[MATERIAL FOR THIS TASK — start]

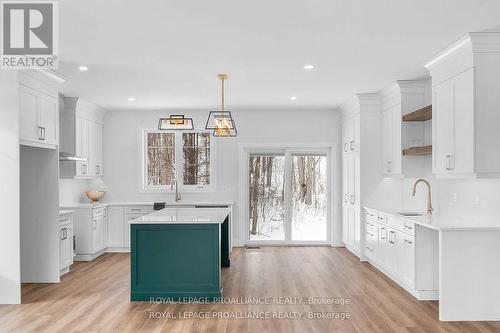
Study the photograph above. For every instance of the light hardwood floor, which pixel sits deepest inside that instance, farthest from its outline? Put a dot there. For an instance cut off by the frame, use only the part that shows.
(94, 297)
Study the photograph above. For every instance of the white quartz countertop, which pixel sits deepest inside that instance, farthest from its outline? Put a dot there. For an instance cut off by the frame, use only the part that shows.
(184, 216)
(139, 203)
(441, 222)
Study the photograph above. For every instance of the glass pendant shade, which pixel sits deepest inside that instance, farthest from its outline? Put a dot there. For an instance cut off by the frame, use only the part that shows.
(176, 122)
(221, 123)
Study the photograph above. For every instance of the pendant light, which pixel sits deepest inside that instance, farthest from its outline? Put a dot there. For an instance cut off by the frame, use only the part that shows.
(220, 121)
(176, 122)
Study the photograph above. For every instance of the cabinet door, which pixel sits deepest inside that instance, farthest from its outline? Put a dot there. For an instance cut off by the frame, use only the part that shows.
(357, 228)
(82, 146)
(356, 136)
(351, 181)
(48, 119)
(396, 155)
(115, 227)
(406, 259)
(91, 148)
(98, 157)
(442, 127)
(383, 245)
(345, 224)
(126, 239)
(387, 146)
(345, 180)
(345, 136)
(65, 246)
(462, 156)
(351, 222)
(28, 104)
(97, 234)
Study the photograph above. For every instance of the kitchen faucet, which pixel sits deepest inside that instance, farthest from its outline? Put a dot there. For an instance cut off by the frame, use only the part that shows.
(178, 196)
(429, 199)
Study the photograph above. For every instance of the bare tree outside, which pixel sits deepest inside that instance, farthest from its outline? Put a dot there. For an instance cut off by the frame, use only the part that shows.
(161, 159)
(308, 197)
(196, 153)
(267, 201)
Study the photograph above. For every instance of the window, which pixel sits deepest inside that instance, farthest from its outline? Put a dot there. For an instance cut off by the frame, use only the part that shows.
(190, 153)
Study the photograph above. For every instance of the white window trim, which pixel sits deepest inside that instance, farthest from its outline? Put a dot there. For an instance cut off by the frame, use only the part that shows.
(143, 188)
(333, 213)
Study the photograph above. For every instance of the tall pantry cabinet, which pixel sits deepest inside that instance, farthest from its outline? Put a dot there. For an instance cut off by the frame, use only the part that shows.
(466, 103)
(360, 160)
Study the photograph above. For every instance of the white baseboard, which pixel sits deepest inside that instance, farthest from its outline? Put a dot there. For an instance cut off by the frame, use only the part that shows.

[MATERIAL FOR THIS TASK — finish]

▶ **DIRECTIONS FOR THIS TASK**
Would you output each entry exactly and leave the pictures behind?

▶ **WRITTEN RESPONSE**
Study the photograph above. For every instance of the light hardwood floor, which pixel sits deepest inside that instance, farthest from its outline? Put a dot there. For an instance cut off by the frame, use only the part that shows.
(94, 297)
Study the photograph above. For every instance of the white quartz countertop, which pixel sits deepest inside that instance, farthest from its outline? Put a dot there. For an instance cut off by the frame, use only the part that shows.
(184, 216)
(139, 203)
(441, 222)
Study the photograph above. For every instance of the glass pendant shade, which pixel sits deepest inside that instance, farthest from its outline? Put a dot there. For an instance cut off by the frame, use only the part that shows.
(176, 122)
(221, 123)
Study the photograph above. For every instance of the pendant light, which pixel sits deepest inside that instance, farthest from its outline? Put a dot there. For an instance cut off by the frame, use only the part that shows.
(220, 121)
(176, 122)
Study the photograph above. For every instance of the cabinet door, which pixel sits deepest inside that instance, farthest from its outline? Put a dot there. For an instance cut off by the frame, use only the part that shows.
(357, 228)
(82, 146)
(356, 136)
(351, 181)
(48, 119)
(396, 155)
(115, 227)
(406, 259)
(91, 148)
(98, 157)
(442, 127)
(383, 245)
(345, 224)
(126, 239)
(387, 146)
(345, 180)
(345, 136)
(65, 246)
(462, 156)
(351, 222)
(28, 104)
(97, 234)
Study the photograph above. For every instance of the kitchen faucet, which pixel sits deepest inside that instance, farthest from its outline? Put a dot there. For an instance cut off by the frame, use only the part that shows.
(178, 196)
(429, 199)
Study the photograph above. For every instance of the bare tree outside, which pixel sits deepest inside that instance, farthest from its outline? Put a dot there. For an instance cut off by the frame, use only the part that shows.
(161, 159)
(308, 197)
(196, 153)
(267, 201)
Study the photograph above. For every instance of the window, which pixel sits deepest inside that instance, farthest from its outline? Put a dot there. For an instance cut off by the frame, use only the part that shows.
(190, 153)
Study the photograph above. For every instance of the white window trim, which pixel sits deepest inside that instance, farthest from its outline? Put a dot there. For an instance cut off by the frame, use only the part that shows.
(143, 188)
(333, 213)
Study the photograph above. For every instance of the tall pantry cabinet, which pixel sits deepest inside that instance, farthest from its outline? Put a dot there. For an instance cut off by the frame, use only the part that shows.
(466, 103)
(360, 160)
Study the photograph above. For every instance of the white baseboard, which pixel sits deepest inside that instance, farthest from its outline? Put a dot there. For an instance cut off by the frame, use only the part that shows.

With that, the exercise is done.